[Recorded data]

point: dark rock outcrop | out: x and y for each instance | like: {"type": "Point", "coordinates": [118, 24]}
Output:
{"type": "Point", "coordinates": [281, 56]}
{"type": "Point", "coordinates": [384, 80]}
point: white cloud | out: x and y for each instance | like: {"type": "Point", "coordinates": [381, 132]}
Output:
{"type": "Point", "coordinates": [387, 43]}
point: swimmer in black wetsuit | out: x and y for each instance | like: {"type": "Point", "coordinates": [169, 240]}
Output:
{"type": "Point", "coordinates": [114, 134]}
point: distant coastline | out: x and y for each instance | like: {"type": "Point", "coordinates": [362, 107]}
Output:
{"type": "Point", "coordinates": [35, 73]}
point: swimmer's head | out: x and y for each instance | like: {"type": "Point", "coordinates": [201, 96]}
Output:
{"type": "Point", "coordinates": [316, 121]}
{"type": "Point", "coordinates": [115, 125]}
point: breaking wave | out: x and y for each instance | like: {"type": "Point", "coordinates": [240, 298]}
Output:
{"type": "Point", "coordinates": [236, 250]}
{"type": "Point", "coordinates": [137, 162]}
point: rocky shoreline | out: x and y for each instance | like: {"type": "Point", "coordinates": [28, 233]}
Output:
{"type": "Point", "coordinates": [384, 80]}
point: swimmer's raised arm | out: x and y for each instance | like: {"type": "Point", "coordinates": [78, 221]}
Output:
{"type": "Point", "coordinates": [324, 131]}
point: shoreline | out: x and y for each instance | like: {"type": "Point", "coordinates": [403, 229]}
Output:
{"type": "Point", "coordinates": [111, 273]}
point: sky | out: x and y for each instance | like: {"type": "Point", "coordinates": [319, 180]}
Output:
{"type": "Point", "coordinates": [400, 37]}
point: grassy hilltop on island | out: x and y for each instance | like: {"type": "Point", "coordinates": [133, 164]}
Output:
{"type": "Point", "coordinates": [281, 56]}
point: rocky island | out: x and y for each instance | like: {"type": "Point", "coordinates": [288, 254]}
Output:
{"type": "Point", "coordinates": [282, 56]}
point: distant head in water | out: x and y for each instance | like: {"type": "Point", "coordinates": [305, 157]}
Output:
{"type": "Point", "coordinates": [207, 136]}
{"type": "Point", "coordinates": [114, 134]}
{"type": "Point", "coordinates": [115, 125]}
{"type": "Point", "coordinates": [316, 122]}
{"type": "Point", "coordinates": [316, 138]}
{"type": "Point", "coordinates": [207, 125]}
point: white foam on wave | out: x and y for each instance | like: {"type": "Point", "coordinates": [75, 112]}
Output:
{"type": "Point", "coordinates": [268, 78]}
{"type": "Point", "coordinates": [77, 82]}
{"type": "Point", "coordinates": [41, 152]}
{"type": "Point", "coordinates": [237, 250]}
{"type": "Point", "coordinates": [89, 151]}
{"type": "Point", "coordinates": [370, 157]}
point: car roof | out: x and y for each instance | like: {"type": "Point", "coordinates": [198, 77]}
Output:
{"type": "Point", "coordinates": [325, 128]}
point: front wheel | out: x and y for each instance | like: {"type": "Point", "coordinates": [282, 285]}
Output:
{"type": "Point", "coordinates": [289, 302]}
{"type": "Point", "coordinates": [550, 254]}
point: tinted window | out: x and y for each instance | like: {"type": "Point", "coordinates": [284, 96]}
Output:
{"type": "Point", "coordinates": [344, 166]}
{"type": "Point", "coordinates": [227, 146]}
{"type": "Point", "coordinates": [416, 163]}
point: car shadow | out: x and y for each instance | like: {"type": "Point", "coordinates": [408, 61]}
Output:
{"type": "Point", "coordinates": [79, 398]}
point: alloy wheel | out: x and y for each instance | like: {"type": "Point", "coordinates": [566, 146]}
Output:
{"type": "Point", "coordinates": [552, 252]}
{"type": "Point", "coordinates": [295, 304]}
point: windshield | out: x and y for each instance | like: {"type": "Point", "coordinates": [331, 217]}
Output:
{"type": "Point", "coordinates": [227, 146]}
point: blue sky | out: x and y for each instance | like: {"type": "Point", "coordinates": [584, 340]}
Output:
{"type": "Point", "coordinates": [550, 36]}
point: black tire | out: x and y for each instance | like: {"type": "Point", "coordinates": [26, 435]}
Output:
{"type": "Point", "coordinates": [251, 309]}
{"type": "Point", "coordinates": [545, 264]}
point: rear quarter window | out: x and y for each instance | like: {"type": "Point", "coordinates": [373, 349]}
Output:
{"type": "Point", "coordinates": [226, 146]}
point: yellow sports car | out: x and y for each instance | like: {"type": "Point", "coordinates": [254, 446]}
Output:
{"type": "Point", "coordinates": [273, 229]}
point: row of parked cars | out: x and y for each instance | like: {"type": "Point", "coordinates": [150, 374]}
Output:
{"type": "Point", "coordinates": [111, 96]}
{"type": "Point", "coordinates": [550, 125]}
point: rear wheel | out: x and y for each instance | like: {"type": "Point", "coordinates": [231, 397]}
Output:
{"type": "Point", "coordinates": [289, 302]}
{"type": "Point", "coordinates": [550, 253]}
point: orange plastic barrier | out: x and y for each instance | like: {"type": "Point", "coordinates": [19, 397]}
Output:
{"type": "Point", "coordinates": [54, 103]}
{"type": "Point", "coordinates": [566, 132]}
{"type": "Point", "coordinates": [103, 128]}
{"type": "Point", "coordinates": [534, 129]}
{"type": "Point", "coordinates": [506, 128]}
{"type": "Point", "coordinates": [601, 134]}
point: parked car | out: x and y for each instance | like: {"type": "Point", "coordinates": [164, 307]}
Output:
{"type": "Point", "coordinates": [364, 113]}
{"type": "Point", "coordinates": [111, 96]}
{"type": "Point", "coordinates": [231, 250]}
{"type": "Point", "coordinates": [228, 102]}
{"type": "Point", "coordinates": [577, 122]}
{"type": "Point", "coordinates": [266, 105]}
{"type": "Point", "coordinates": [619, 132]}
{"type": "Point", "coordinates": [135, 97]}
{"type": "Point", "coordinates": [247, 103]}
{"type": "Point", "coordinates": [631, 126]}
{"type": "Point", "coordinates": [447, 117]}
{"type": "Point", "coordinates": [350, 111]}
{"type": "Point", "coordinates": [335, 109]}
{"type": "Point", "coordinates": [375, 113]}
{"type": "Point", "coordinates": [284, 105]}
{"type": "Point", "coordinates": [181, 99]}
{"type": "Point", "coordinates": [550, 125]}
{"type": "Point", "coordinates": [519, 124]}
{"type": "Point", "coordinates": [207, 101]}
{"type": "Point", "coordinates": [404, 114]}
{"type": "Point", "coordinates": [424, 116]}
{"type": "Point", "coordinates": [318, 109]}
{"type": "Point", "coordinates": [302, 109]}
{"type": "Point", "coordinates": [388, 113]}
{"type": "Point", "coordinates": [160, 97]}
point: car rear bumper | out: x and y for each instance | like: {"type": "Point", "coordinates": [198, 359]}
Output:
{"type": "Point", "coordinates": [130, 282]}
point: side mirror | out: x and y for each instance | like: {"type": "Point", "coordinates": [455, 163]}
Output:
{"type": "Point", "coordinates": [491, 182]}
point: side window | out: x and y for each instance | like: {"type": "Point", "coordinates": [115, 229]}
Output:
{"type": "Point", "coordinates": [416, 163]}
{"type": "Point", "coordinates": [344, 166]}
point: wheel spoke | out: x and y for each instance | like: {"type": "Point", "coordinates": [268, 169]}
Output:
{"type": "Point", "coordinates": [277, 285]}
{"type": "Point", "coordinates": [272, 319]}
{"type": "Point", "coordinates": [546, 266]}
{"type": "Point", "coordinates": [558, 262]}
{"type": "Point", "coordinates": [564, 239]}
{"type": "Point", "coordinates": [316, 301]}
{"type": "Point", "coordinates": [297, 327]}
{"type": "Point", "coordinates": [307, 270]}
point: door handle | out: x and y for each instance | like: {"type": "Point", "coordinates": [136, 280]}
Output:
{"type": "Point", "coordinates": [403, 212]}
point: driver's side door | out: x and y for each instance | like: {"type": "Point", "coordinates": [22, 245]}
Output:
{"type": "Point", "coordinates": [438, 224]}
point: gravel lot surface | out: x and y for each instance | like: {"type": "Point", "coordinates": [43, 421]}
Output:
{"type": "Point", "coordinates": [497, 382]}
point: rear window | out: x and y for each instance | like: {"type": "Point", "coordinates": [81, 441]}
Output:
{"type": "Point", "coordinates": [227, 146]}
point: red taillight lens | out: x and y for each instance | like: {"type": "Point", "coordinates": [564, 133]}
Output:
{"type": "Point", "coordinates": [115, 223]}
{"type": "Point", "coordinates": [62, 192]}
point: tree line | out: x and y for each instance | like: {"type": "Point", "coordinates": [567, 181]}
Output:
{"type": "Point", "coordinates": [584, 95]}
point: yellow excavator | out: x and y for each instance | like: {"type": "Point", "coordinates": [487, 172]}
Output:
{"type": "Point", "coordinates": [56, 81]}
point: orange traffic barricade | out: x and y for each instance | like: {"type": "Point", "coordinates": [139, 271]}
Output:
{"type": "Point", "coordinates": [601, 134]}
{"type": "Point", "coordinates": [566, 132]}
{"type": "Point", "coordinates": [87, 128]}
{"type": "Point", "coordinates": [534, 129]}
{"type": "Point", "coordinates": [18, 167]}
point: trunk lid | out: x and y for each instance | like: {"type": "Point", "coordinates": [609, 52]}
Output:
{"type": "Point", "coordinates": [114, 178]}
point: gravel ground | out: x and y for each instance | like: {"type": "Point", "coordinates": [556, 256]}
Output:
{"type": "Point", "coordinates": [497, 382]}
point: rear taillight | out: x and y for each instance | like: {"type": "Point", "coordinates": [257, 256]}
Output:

» What is needed
Rewrite the lines from the line containing "point: orange traffic" through the last line, replacing "gravel ground" with "paved ground" and leaving everything else unchanged.

» Exercise solution
point: orange traffic barricade | out: x and y for each instance | like: {"type": "Point", "coordinates": [139, 271]}
Output:
{"type": "Point", "coordinates": [601, 134]}
{"type": "Point", "coordinates": [566, 132]}
{"type": "Point", "coordinates": [87, 128]}
{"type": "Point", "coordinates": [534, 129]}
{"type": "Point", "coordinates": [18, 167]}
point: trunk lid | out: x and y for each instance | like: {"type": "Point", "coordinates": [609, 52]}
Output:
{"type": "Point", "coordinates": [114, 178]}
point: paved ground | out: x and y for each instance | like: {"type": "Point", "coordinates": [556, 256]}
Output:
{"type": "Point", "coordinates": [497, 382]}
point: rear taillight | out: x and y for each instance | like: {"type": "Point", "coordinates": [257, 256]}
Output:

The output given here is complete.